··· Supplied text

Behavioural interactions selecting for symmetry and asymmetry in sexual reproductive systems of eusocial species

Lars Witting

Abstract: Understanding the life-history complex of eusociality has remained an enduring problem in evolutionary ecology, partially because natural selection models have considered traits in relative isolation. I aim for a more inclusive model that uses ecological interactions to predict the evolutionary existence of sexual reproduction, sexual reproduction asymmetry, and sex ratios in eusocial species. Using a two-level selection process, with within-population selection on the sex ratio of the sexual caste and between-population selection on the worker sex ratio and the degree of sexual reproduction asymmetry, it is found that a male-haploid genome and a worker caste of pure females is the evolutionary optimum of most initial conditions when, like in eusocial hymenoptera, there is no pair bond between the sexual male and female. That a diploid genome and a worker caste with both males and females is the evolutionary optimum of most initial conditions when, like in eusocial termites, there is a pair bond. That sex-linked genomes may evolve in diploid eusocials, and that the model will not generally maintain sexual reproduction by itself. These results hold for ploidy-levels that behave as quantitative or discrete traits, over a relatively wide range of the relative investment in a sexual male versus sexual female, and for partial sexual systems where the genomic portion with diploid inheritance is either fixed or random.

······

# Your task
According to the eusociality abstract, what is the evolutionary optimum of most initial conditions when there is a pair bond between the sexual male and female? The rows that follow are not needed for the task.

··· Extracted material

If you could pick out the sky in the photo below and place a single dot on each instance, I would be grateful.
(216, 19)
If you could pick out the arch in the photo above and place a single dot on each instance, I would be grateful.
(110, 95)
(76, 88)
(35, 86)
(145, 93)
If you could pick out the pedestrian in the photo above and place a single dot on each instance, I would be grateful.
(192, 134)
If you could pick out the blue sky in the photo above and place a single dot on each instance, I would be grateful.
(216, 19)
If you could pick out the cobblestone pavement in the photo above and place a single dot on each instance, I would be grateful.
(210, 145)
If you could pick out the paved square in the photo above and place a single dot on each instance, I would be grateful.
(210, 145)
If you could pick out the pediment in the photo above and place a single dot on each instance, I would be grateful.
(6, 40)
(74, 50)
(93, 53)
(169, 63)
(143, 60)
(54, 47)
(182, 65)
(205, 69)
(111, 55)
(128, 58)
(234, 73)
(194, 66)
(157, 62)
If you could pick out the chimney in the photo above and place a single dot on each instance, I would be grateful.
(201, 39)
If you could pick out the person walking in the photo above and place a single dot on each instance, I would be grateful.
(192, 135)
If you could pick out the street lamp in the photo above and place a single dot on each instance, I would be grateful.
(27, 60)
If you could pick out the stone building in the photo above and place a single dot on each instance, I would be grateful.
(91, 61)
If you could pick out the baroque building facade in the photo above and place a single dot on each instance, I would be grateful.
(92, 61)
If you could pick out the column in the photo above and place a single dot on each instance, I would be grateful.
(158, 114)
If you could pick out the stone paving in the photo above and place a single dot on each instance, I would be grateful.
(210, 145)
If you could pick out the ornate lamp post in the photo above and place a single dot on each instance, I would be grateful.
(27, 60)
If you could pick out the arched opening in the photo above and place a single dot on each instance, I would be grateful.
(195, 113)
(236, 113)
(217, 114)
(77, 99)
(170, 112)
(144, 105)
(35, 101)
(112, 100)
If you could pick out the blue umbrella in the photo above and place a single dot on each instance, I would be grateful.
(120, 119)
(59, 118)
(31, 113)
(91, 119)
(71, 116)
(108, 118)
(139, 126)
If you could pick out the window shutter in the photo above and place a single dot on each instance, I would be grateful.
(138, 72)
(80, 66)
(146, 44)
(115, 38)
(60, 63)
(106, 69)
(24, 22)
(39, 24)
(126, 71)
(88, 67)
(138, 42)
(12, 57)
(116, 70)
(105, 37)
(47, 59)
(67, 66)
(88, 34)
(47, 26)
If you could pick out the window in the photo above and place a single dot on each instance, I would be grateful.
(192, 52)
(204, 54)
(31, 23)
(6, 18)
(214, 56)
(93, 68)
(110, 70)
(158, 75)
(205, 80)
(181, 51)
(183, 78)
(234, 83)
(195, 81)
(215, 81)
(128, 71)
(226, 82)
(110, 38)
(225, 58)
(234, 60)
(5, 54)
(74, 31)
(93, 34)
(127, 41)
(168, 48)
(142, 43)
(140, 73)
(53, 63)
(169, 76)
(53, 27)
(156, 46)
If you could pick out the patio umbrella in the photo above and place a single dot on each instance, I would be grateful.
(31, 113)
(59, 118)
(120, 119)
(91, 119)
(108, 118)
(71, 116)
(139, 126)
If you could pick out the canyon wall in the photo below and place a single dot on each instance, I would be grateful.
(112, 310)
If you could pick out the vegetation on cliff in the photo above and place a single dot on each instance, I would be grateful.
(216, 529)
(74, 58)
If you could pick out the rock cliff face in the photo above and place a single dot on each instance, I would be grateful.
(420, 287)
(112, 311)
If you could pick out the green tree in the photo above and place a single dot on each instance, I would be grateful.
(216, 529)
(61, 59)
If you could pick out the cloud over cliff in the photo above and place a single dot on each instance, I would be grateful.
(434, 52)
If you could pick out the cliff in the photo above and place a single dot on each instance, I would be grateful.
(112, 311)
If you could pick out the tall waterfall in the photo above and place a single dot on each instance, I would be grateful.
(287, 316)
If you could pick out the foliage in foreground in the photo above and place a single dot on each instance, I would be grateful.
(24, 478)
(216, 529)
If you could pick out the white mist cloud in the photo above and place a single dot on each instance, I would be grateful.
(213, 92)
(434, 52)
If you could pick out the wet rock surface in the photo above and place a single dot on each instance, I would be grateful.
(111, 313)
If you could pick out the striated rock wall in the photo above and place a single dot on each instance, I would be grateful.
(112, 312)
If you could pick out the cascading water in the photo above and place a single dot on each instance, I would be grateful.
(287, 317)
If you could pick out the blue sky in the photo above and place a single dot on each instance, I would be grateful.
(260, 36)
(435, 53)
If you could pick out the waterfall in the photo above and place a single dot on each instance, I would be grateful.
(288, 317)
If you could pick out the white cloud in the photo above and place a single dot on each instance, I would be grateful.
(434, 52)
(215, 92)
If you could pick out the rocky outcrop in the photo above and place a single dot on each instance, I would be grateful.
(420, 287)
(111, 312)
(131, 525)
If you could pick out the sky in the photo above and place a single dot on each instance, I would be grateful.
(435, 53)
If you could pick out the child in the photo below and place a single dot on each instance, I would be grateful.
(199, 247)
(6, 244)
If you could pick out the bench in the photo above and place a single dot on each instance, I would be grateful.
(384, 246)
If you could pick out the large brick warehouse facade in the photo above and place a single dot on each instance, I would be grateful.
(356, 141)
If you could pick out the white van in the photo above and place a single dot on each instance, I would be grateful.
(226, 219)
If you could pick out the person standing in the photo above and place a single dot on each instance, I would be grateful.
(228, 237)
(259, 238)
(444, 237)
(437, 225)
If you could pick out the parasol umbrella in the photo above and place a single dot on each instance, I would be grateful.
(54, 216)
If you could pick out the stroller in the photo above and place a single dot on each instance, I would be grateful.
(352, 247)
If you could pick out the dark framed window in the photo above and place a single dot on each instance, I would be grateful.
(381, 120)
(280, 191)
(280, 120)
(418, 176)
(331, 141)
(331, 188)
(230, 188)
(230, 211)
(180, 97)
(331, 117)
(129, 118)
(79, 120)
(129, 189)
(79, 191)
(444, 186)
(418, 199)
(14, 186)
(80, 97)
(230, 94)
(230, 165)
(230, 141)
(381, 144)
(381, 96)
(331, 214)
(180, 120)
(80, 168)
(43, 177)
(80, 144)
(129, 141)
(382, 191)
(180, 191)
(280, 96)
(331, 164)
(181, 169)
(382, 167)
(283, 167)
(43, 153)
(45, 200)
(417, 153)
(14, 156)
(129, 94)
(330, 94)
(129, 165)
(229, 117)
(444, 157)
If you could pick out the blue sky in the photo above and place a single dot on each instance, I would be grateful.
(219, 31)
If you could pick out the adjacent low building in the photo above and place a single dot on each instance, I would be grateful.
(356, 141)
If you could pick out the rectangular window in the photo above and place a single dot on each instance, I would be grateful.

······

# Response for this exercise
A diploid genome and a worker caste with both males and females.